QUOTED PASSAGE:
= = = = =
- Church: Church of England
- Diocese: Salisbury
- In office: 1993–2010
- Predecessor: John Baker
- Successor: Nick Holtam
- Other post: Provost of Portsmouth (1982–1993)

Orders
- Ordination: 1967
- Consecration: 30 November 1993

Personal details
- Born: 1 October 1942 (age 83) Devizes, Wiltshire, United Kingdom
- Denomination: Anglican
- Parents: Michael Stancliffe
- Spouse: Sarah Smith (m. 1965)
- Profession: Anglican bishop, former musician
- Alma mater: Trinity College, Oxford

Member of the House of Lords
- Lord Spiritual
- Bishop of Salisbury 20 January 1998 – 30 September 2010

= David Stancliffe =

Church of England bishop (born 1942)

David Staffurth Stancliffe (born 1 October 1942) is a British retired Anglican bishop in the Church of England. He was provost of Portsmouth Cathedral from 1982 to 1993 and Bishop of Salisbury from 1993 to 2010. He is the third generation of his family to be in ordained ministry.

==Early life==
The son of Michael Stancliffe, a Dean of Winchester who was himself ordained at Salisbury Cathedral, Stancliffe was born in 1942 in Devizes, Wiltshire, where his father was curate of St James' Southbroom, later serving at Ramsbury and Cirencester before becoming chaplain to Westminster School. It was from Westminster School that Stancliffe went to Trinity College, Oxford, to study classics and philosophy and where he was organ scholar. He has a Master of Arts (MA Oxon) degree from Oxford.

While at university, Stancliffe abandoned thoughts of a musical career in favour of ordination and instead went to theological training at Cuddesdon College in October 1965.
= = = = =
RECORDS PROVIDED:
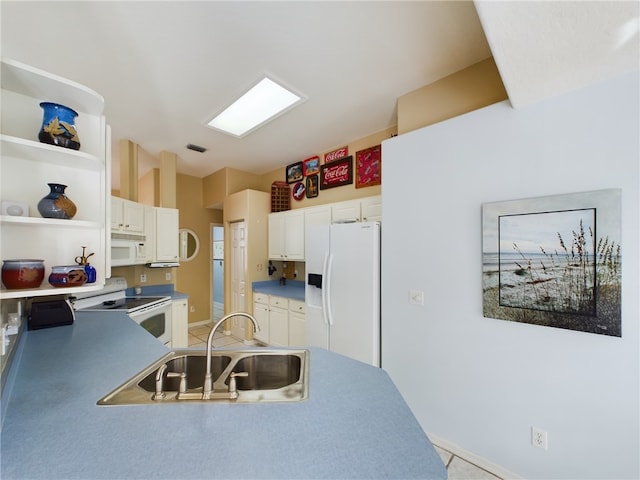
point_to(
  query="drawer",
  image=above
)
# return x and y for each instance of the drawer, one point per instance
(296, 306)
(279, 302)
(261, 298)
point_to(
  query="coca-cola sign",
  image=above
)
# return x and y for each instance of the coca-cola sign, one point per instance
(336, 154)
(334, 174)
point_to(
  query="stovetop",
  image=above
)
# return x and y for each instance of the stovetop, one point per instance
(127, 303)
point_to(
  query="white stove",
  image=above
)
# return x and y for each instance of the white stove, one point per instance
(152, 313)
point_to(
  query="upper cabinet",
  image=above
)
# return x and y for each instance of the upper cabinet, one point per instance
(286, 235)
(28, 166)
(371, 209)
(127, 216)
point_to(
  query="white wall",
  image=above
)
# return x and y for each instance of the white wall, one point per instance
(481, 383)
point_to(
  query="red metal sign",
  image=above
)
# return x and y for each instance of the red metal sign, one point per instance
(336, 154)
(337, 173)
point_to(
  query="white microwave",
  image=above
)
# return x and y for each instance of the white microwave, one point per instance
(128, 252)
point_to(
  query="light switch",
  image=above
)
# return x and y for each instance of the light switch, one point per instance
= = = = =
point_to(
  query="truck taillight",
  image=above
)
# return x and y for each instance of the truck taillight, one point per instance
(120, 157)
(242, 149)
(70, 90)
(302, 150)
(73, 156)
= = = = =
SHORT PROBLEM:
Answer these questions using the David Stancliffe biography:
(a) Who succeeded him as Bishop of Salisbury?
(b) At which Oxford college did he study, and what subjects?
(c) In what month and year did he begin theological training at Cuddesdon College?

REPLY:
(a) Nick Holtam.
(b) Trinity College, Oxford, where he studied classics and philosophy.
(c) October 1965.